>>>>

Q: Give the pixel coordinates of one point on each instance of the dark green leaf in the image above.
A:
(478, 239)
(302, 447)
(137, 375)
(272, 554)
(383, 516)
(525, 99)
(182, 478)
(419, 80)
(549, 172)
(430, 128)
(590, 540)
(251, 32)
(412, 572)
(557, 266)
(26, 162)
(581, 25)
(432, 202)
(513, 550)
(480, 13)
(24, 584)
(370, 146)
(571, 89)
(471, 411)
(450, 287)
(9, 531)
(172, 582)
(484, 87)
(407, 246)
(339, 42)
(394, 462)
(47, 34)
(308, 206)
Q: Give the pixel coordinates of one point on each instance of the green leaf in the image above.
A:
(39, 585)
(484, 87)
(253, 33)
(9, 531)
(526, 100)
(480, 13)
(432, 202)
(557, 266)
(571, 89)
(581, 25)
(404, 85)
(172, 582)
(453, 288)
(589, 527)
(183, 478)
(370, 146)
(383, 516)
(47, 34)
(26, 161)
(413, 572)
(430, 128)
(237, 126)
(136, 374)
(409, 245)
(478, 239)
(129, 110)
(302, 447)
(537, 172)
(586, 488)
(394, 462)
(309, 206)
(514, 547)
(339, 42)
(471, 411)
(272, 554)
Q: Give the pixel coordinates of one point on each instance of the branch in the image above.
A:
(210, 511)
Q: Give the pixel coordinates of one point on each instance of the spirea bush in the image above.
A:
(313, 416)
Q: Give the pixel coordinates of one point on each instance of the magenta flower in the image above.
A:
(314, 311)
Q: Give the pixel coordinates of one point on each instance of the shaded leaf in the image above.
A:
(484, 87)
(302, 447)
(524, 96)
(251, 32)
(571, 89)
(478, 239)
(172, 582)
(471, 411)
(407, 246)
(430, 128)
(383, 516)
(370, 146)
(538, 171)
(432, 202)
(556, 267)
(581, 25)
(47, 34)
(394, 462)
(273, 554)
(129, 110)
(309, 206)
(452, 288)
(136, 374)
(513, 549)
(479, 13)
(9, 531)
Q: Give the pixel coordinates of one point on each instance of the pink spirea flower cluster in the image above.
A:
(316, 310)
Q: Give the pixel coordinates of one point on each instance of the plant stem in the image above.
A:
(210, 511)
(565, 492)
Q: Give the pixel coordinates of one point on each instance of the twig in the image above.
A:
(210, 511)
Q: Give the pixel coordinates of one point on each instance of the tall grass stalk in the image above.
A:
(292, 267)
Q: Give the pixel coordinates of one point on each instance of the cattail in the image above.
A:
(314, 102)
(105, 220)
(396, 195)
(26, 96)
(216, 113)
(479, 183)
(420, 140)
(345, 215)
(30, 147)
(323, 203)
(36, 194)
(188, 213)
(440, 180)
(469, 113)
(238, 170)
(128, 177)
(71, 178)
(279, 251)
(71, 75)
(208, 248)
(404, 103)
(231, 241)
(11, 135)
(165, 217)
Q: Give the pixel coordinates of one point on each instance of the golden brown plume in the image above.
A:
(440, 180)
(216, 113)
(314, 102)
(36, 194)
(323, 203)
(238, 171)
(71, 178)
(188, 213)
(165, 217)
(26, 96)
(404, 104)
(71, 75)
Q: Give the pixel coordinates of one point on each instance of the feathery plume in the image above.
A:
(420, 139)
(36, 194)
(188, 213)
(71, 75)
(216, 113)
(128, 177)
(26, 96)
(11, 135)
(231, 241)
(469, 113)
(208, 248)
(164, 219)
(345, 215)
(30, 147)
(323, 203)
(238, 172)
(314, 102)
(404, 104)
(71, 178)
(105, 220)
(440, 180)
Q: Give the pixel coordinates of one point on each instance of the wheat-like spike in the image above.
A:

<<<<

| YOUR INSTRUCTIONS |
Change "one point" to "a single point" wherever it appears in the entries above, and keep every other part of those lines the same.

| TASK RESULT |
Q: Give the pixel coordinates of a single point on each instance of the dark green leaf in the image above.
A:
(478, 239)
(302, 447)
(137, 375)
(272, 554)
(383, 516)
(525, 99)
(182, 478)
(419, 80)
(549, 172)
(430, 128)
(590, 540)
(251, 32)
(412, 572)
(557, 266)
(26, 162)
(581, 25)
(432, 202)
(513, 550)
(480, 13)
(24, 584)
(370, 146)
(571, 89)
(471, 411)
(450, 287)
(9, 531)
(172, 582)
(484, 87)
(407, 246)
(339, 42)
(394, 462)
(47, 34)
(308, 206)
Q: Give the pixel coordinates of a single point on each instance of the green leaf in the image above.
A:
(39, 585)
(484, 87)
(253, 33)
(9, 531)
(526, 100)
(480, 13)
(432, 202)
(557, 266)
(571, 89)
(581, 25)
(404, 85)
(172, 582)
(453, 288)
(589, 527)
(183, 478)
(370, 146)
(383, 516)
(47, 34)
(26, 161)
(413, 572)
(430, 128)
(237, 126)
(136, 374)
(409, 245)
(478, 239)
(129, 110)
(302, 447)
(537, 172)
(586, 488)
(394, 462)
(309, 206)
(514, 547)
(339, 42)
(471, 411)
(272, 554)
Q: Give the pixel coordinates of a single point on each instance of the branch in the image above.
A:
(210, 511)
Q: Give the pixel coordinates of a single point on each instance of the spirea bush in the image above.
A:
(313, 416)
Q: Give the pixel coordinates of a single point on each instance of the magenta flower in the image above.
A:
(314, 311)
Q: Give the pixel coordinates of a single point on each instance of the shaded leaf in the image above.
A:
(484, 87)
(302, 447)
(524, 96)
(251, 32)
(571, 89)
(478, 239)
(172, 582)
(471, 411)
(407, 246)
(430, 128)
(383, 516)
(370, 146)
(538, 171)
(432, 202)
(556, 267)
(581, 25)
(47, 34)
(394, 462)
(273, 554)
(129, 110)
(309, 206)
(452, 288)
(136, 374)
(513, 549)
(479, 13)
(9, 531)
Q: Give the pixel coordinates of a single point on each instance of the pink spirea flower cluster in the image above.
A:
(316, 310)
Q: Give the pixel coordinates of a single point on each instance of the plant stem in the image above.
A:
(210, 511)
(565, 492)
Q: Give the pixel coordinates of a single point on each instance of the twig in the image above.
A:
(210, 511)
Q: Give the pixel coordinates of a single point on each instance of the tall grass stalk in the image above.
A:
(292, 267)
Q: Give the pixel coordinates of a single point on each instance of the cattail in the image above.
A:
(314, 102)
(105, 220)
(396, 195)
(26, 96)
(216, 113)
(479, 183)
(420, 140)
(345, 215)
(30, 147)
(323, 203)
(36, 194)
(188, 213)
(440, 180)
(469, 113)
(238, 170)
(128, 177)
(71, 178)
(279, 251)
(71, 75)
(208, 248)
(404, 103)
(231, 241)
(11, 135)
(165, 217)
Q: Give the pixel coordinates of a single point on each instance of the golden brown plume in the image above.
A:
(440, 180)
(216, 113)
(314, 102)
(36, 194)
(323, 203)
(238, 171)
(71, 178)
(188, 213)
(165, 217)
(26, 96)
(404, 104)
(71, 75)
Q: Give the pixel coordinates of a single point on each instance of the feathery plume in the image above.
A:
(420, 139)
(36, 194)
(188, 213)
(71, 75)
(216, 113)
(128, 177)
(26, 96)
(11, 135)
(231, 241)
(469, 113)
(208, 248)
(164, 219)
(345, 215)
(30, 147)
(323, 203)
(238, 172)
(314, 102)
(404, 104)
(71, 178)
(105, 220)
(440, 180)
Q: Give the pixel coordinates of a single point on each instance of the wheat-like spike in the image above.
A:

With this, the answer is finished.